**TAREAS DEL EJERCICIO**
1 - Según el texto propuesto, ¿qué dificultades impiden a los jóvenes irse de casa? Enuméralas tal como aparecen tras la pregunta «¿Cómo se van a ir?».
2 - De acuerdo con el texto propuesto, ¿entre qué años nacieron quienes forman la llamada «generación del Príncipe»?
3 - Copia literalmente del texto propuesto el fragmento que va desde «Esos jóvenes, o» hasta «en las instituciones.».

**TEXTO PROPUESTO**
Esos jóvenes, o ya no tanto, no han conocido más que recesiones económicas o agujeros profundos en los primeros años de su madurez, esos años determinantes para orientar y labrar futuros. Dice el chiste que no se van de casa aunque les echemos el hurón. ¿Cómo se van a ir? Empleo deteriorado o directamente paro, precio de la vivienda por las nubes, falta de cotización a la Seguridad Social, dificultad de estabilidad profesional… La globalización mal entendida y peor gestionada los está aplastando, aunque hablen idiomas, tengan pasaporte europeo y estén hiperconectados. Se podrá decir que es demasiado pronto para hacer este tipo de afirmaciones. Esperemos que, dentro de unos pocos años, no sea demasiado tarde. No puede extrañarnos que, entre ellos, se haya desplomado la confianza en las instituciones.

Por contraste con estos jóvenes, la generación del rey Felipe VI empezamos hoy a peinar canas, a modo de archivos del pasado. Se nos llamó durante muchos años “la generación del Príncipe”. Somos los nacidos entre 1965 y 1970. Nacimos cuando muchos jóvenes pensaban que debajo de los adoquines se encontraba la playa. Cuando murió Franco, teníamos 5, 7 o 9 años y a esas edades, como es sabido, se tienen cosas más importantes en las que pensar. Nada tuvimos que ver con la Transición, ni siquiera nos interesaba verla por televisión. Preferíamos a Gaby, Fofó y Miliki. Crecimos ya en democracia. Nuestra adolescencia coincidió con el socialismo en el poder y con una indudable prosperidad en el país, a pesar de la reconversión industrial. Nos hicimos mayores de edad justo cuando España ingresaba en Europa, lo que nos ayudó sin duda a completar nuestra formación en otros países y a ampliar horizontes. Proyectamos los sueños de nuestros padres que, nacidos en la posguerra o en pleno conflicto bélico, nada de esto pudieron hacer, ni siquiera se lo plantearon. Ellos lo pasaron peor, en buena medida para que nosotros saliésemos adelante. Ahora no podemos permitir que quienes hoy tienen treinta años piensen que debajo de esos adoquines solo están sus sueños enterrados.

**CONJUNTO DE DATOS**
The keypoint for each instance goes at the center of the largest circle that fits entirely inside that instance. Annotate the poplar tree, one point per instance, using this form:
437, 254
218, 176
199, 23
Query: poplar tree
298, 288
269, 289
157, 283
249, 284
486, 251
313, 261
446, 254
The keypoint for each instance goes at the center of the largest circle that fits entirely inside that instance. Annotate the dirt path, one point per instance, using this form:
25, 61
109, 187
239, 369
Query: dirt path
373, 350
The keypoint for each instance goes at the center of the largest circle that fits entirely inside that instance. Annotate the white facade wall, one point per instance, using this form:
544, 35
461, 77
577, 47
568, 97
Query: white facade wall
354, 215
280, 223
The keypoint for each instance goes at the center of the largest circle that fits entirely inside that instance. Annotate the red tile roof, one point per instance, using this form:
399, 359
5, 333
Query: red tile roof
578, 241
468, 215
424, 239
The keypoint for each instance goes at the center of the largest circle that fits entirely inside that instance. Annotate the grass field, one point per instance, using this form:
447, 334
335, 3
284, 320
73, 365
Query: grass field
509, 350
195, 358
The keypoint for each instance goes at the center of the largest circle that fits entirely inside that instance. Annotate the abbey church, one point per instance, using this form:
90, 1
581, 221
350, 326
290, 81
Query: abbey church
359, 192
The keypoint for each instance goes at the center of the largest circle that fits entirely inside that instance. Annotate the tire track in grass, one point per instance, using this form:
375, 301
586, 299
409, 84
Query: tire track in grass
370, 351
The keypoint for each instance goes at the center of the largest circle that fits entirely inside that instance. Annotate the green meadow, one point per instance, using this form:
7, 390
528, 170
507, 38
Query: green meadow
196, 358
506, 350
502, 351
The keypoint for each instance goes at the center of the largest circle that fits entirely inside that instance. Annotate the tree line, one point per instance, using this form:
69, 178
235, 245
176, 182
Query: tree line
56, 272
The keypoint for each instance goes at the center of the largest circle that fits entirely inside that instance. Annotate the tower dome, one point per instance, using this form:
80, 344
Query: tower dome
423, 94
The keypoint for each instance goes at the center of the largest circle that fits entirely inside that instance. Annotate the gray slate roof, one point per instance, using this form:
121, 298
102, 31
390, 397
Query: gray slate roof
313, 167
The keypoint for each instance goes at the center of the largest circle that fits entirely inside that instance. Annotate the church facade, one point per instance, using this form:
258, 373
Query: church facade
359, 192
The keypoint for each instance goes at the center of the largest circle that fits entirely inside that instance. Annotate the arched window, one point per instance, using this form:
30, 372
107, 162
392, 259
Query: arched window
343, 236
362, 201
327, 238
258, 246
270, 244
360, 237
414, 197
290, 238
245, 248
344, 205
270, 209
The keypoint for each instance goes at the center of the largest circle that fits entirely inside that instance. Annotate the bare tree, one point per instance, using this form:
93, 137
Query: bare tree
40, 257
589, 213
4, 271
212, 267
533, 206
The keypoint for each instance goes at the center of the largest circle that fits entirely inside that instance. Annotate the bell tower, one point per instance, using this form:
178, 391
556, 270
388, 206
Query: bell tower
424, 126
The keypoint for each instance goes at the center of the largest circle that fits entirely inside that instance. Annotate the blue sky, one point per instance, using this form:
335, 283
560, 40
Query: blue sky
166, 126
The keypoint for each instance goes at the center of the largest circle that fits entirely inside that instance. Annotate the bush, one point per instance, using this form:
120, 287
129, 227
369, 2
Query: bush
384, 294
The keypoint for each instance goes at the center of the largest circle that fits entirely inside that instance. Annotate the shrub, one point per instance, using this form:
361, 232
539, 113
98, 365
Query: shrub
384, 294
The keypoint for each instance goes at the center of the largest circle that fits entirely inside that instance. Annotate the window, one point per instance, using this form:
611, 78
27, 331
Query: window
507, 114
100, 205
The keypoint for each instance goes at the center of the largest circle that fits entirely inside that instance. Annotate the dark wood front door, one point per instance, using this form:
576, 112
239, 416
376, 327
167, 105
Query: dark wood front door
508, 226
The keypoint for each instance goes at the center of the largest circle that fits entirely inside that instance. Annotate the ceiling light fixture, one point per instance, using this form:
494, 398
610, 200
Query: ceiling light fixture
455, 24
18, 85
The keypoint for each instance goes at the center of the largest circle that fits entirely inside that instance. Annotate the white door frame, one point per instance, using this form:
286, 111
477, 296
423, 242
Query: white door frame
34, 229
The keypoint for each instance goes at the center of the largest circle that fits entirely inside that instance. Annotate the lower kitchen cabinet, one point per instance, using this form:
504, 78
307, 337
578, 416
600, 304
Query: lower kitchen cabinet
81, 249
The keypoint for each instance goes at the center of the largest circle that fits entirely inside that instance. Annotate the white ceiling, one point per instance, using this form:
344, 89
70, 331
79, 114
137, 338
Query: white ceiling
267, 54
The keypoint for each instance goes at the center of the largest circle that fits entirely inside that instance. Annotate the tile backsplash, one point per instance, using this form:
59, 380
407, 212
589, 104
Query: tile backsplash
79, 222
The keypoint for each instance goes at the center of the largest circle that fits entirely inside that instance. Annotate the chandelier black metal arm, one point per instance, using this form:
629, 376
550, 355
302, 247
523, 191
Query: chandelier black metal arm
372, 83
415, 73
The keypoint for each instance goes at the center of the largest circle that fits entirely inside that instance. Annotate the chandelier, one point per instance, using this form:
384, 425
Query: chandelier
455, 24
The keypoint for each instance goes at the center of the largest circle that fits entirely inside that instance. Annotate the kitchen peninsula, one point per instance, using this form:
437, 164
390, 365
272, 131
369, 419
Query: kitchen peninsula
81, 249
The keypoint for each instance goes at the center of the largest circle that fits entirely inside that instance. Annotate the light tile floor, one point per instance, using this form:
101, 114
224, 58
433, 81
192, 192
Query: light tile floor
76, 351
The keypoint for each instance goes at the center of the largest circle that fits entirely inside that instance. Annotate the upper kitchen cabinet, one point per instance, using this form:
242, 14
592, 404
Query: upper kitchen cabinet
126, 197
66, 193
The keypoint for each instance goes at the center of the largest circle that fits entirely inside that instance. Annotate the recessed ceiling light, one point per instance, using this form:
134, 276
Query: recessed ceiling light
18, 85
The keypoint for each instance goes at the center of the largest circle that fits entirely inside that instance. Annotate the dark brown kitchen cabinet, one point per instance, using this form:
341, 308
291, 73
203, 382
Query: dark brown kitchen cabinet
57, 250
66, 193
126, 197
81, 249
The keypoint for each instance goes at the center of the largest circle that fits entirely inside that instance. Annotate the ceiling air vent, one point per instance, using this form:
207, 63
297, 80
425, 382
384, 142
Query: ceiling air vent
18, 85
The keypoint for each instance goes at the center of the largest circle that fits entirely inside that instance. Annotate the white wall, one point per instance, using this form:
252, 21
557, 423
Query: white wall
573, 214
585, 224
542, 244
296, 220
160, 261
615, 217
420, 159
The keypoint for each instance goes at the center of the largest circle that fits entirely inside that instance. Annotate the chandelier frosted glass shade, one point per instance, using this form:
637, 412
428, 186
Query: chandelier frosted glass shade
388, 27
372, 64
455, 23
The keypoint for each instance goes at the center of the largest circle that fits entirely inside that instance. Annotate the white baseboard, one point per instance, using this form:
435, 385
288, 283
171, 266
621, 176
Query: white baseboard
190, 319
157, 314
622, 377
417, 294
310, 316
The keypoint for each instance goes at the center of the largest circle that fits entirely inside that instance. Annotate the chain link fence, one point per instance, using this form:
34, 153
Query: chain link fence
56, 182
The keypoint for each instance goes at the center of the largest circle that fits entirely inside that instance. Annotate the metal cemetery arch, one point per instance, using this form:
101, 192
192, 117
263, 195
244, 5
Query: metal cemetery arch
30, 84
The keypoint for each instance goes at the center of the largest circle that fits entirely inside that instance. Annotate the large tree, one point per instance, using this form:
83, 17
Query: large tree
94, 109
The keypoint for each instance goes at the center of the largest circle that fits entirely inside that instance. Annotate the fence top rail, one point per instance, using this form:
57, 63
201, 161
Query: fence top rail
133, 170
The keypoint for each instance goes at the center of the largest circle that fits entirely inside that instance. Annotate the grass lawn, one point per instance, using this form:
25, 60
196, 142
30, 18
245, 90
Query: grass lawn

**RESULTADOS POR TAREA**
1 -
- Empleo deteriorado o directamente paro
- Precio de la vivienda por las nubes
- Falta de cotización a la Seguridad Social
- Dificultad de estabilidad profesional

2 - Nacieron entre 1965 y 1970.

3 -
Esos jóvenes, o ya no tanto, no han conocido más que recesiones económicas o agujeros profundos en los primeros años de su madurez, esos años determinantes para orientar y labrar futuros. Dice el chiste que no se van de casa aunque les echemos el hurón. ¿Cómo se van a ir? Empleo deteriorado o directamente paro, precio de la vivienda por las nubes, falta de cotización a la Seguridad Social, dificultad de estabilidad profesional… La globalización mal entendida y peor gestionada los está aplastando, aunque hablen idiomas, tengan pasaporte europeo y estén hiperconectados. Se podrá decir que es demasiado pronto para hacer este tipo de afirmaciones. Esperemos que, dentro de unos pocos años, no sea demasiado tarde. No puede extrañarnos que, entre ellos, se haya desplomado la confianza en las instituciones.